→ **Trecho do documento**:

O De Poa, parceria do Sul21 com a Cubo Play, é um programa de entrevistas sobre temas que envolvem ou se relacionam com a cidade de Porto Alegre. Todas as quintas-feiras, conversamos com personagens ilustres ou que desenvolvem trabalhos importantes para a cidade. Semanalmente disponível nas plataformas da Cubo Play e do Sul21.
Sul21 — Heverton, como presidente da Agapan, como é que tu viu o que aconteceu no Rio Grande do Sul, as enchentes de maio e a até mesmo as do ano passado?

→ **Dados armazenados**:

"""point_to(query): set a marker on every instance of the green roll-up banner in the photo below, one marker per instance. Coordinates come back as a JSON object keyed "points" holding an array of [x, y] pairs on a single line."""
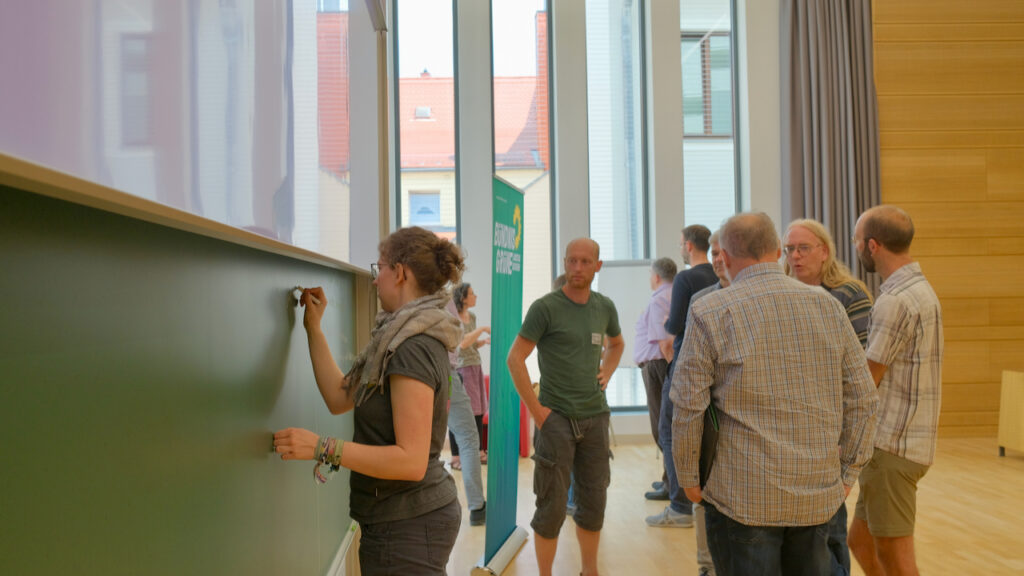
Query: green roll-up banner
{"points": [[503, 424]]}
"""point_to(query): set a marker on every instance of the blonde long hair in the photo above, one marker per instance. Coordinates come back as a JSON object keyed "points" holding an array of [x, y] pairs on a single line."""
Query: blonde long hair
{"points": [[834, 273]]}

→ **Requisitos do exercício**:
Atualize o trecho sobre o programa De Poa: reproduza-o começando em "O De Poa, parceria" e terminando em "e do Sul21.", trocando "quintas-feiras" por "sextas-feiras".

→ **Resposta**:
O De Poa, parceria do Sul21 com a Cubo Play, é um programa de entrevistas sobre temas que envolvem ou se relacionam com a cidade de Porto Alegre. Todas as sextas-feiras, conversamos com personagens ilustres ou que desenvolvem trabalhos importantes para a cidade. Semanalmente disponível nas plataformas da Cubo Play e do Sul21.